• **Supplied passage**:
╔══

Not to get completely off topic but the day care feeds your dog raw? No treats?


----------



## Makovach (Jan 24, 2012)

bridget246 said:


> Not to get completely off topic but the day care feeds your dog raw? No treats?


Well. 9 out of 10 times, Farrah is my day care provider  

However, in Marysville area, there is an AMAZING daycare. It is run by a guy that does rescue. He is 100% holistic. He runs the daycare to support the Snips rescue. Its only $15 for a full day. and if you go more though out the week you get discounts. I don't know about their boarding prices. I talked to them about raw and they said they have fridge/freezer space to hold raw for all their clients that feed raw. Your dog will get fed raw and nothing else. Your dog doesn't get anything you don't send for them. All you have to do is tell them. They will feed what you send, how you tell them to feed it. 

Its call Pawsitive Energy. A New Concept in Companion Animal Care! Pawsitive Energy
The Site says its about 15 minutes west of Dublin


----------



## liquid (Dec 28, 2011)

Your first post sounded like this guy is neglecting Nalah. He's not taking her for walks, he's left her alone long enough that she goes in the house, doesnt clean up her mess, he is not feeding her, and he isnt giving her water. 
Now you're saying that he cares about her and really loves her?

So is he just dog-stupid? I still wouldnt want this guy to have her. 

Have you tried talking to him about taking better care of her or possibly taking her back?


----------



## Makovach (Jan 24, 2012)

liquid said:


> Your first post sounded like this guy is neglecting Nalah. He's not taking her for walks, he's left her alone long enough that she goes in the house, doesnt clean up her mess, he is not feeding her, and he isnt giving her water.
> Now you're saying that he cares about her and really loves her?
> 
> So is he just dog-stupid? I still wouldnt want this guy to have her.
> ...


Basically, I know what I saw, but m boyfriend swears differently. I never see him have her out, he says he walks her at 4 am. She didn't have water, he said he gave her water and food before they went to work. 

I haven't tried talking to him about it yet, but It is going to happen. 

I know he does love her. He talks about her constantly. And he called three times while he was away Easter weekend when we were keeping her to check on her. But you can love a baby and still not know how to care for it.

I was starting to wonder if I was just getting paranoid because a lot of people do not care for dogs as I do. People around here see dogs as dogs, not their family. He see's Nalah as his dog. 

I'm very contradicting. I realize after a re-read how badly I've probably confused people.


----------



## liquid (Dec 28, 2011)

Ahh..
Well if he truly does love her and care for her, then hopefully he'll be willing to make some changes, for her sake.
If she is on kibble and her water bowl is completely empty by the time you get to her, she may need a larger water bowl or he needs to fill it up higher.
I dont know about the food thing, have you seen what kind of cup he uses to measure her food?


----------



## xellil (Apr 4, 2011)

I would bet every single animal abuser in the history of the world says, when caught, "I put out water for her this morning. I have no idea what happened." Or " I walk her, just nobody sees me."

"I just haven't had a chance to pick up poop today."

And 2.5 cups a day from a 14 pound bag of food wouldn't last nearly a month.

You should find her a good home far, far away. Then tell him she ran away.


----------



## Caty M (Aug 13, 2010)

Why did you give this ignorant sounding guy the dog to begin with? I would never even consider giving a dog to a person who sounds like he does.

╚══

• **Extracted information**:
╔══

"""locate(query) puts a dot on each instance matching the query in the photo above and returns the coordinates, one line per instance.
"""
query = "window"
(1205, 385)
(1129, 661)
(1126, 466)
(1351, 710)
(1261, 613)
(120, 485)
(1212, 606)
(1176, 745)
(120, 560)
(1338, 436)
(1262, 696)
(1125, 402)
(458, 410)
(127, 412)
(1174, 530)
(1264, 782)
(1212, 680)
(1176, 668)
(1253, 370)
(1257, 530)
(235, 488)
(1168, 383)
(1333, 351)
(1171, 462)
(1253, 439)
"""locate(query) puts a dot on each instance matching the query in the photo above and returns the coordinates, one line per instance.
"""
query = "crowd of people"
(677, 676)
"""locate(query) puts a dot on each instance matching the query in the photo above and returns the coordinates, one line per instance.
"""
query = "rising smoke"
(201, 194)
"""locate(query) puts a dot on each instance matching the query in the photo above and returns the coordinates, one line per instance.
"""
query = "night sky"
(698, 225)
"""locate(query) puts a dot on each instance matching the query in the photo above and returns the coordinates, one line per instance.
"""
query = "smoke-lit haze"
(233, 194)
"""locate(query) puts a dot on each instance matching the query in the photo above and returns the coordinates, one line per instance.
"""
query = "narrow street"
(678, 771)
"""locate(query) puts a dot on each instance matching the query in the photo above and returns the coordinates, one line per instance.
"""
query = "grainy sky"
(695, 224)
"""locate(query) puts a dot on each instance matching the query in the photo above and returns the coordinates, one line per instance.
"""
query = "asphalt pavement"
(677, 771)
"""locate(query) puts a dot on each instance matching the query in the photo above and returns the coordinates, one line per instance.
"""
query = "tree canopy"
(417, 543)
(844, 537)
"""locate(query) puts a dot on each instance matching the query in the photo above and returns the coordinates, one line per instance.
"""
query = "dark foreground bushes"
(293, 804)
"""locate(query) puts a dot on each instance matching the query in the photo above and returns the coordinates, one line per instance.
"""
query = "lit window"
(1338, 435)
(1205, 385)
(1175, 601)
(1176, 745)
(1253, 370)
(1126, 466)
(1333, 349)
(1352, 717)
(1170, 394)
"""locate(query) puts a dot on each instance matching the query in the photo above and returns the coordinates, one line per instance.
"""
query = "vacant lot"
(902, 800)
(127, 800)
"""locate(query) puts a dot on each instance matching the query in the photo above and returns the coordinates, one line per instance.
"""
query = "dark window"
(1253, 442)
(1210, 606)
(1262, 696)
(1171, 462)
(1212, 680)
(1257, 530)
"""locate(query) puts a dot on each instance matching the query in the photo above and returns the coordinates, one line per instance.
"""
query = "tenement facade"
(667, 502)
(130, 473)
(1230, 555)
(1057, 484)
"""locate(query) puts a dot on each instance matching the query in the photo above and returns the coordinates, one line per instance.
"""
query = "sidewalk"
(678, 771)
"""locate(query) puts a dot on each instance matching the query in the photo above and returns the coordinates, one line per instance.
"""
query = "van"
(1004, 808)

╚══

• **Required task A**: In the dog forum thread, list every failing that liquid's first post attributes to the man caring for Nalah.
• **Required task B**: According to the dog forum thread, what does the daycare in the Marysville area charge for a full day?
Nothing in the listing is needed for this work.

• **Full answer A**:
- Not taking her for walks
- Leaving her alone long enough that she goes in the house
- Not cleaning up her mess
- Not feeding her
- Not giving her water

• **Full answer B**: $15